Do this
Put every line of the material below into a numbered list, leaving out blank lines and the pictures.
========================================================================
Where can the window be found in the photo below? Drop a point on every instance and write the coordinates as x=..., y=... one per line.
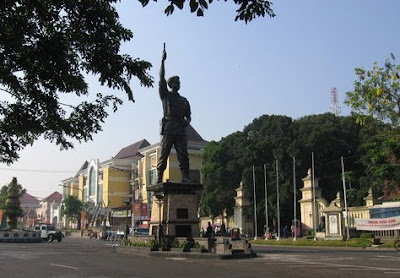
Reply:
x=153, y=176
x=182, y=213
x=92, y=181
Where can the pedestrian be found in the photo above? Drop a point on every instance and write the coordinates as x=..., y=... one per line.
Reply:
x=209, y=231
x=285, y=230
x=126, y=231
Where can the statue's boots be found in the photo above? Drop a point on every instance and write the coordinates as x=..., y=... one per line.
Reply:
x=185, y=175
x=159, y=176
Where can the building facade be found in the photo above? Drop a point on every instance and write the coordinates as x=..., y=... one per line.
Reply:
x=115, y=190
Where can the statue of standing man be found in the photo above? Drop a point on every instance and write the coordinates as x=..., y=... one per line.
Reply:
x=176, y=118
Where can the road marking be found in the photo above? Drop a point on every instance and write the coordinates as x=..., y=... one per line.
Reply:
x=65, y=266
x=176, y=259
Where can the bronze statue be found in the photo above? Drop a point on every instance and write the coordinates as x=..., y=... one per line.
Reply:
x=177, y=117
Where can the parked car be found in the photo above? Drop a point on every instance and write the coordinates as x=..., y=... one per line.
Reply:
x=48, y=232
x=141, y=231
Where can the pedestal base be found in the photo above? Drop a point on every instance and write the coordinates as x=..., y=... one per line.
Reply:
x=175, y=208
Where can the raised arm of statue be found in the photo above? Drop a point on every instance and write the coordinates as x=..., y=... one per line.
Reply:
x=163, y=84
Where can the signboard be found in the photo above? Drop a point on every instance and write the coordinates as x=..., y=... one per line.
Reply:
x=378, y=224
x=333, y=224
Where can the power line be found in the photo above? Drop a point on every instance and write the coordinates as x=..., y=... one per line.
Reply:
========================================================================
Exercise solution
1. Where can the window be found in the photo below? Drop a point on every instance and write the coordinates as x=..., y=... one per line.
2. Reply:
3. x=153, y=176
4. x=182, y=213
5. x=92, y=181
6. Where can the pedestrian be found in the photo above? Drop a point on every instance and write the coordinates as x=..., y=... one per line.
7. Reply:
8. x=209, y=231
9. x=285, y=230
10. x=126, y=231
11. Where can the statue's boots be found in the photo above? Drop a point on every instance and write the coordinates as x=..., y=... one per line.
12. Reply:
13. x=185, y=175
14. x=159, y=176
15. Where can the building facade be found in the photo above? Drop a point on every instance and write the coordinates as x=..., y=... one per line.
16. Reply:
17. x=115, y=190
18. Where can the statue of standing man be found in the photo above? Drop a point on every instance and write the coordinates as x=..., y=... one per line.
19. Reply:
20. x=176, y=118
21. Where can the road marking be found in the photo above? Drop a point on every instance and write the coordinates as x=..., y=... one per line.
22. Reply:
23. x=65, y=266
24. x=176, y=259
25. Where can the bronze statue be found in the photo above? Drop a point on every instance and write the coordinates as x=..., y=... one per line.
26. Reply:
27. x=177, y=117
28. Where can the parked car be found in the photo above? Drop a point on every instance and write the coordinates as x=..., y=... one per line.
29. Reply:
30. x=48, y=232
31. x=141, y=231
32. Where can the pedestal base be found in the photo above? Drop a point on every instance and write the coordinates as x=..., y=... one per line.
33. Reply:
34. x=175, y=208
35. Where can the raised arm of statue be found in the photo above? Drop a point on every instance and write the coordinates as x=..., y=... one per line.
36. Reply:
37. x=163, y=84
38. Where can the signboard be found in the photo above? Drop a point on every instance and write the coordinates as x=..., y=... one per line.
39. Reply:
40. x=378, y=224
41. x=333, y=224
42. Where can the power line be found in the photo above? Drop a point on every instance and write the coordinates as x=..., y=... one per line.
43. Reply:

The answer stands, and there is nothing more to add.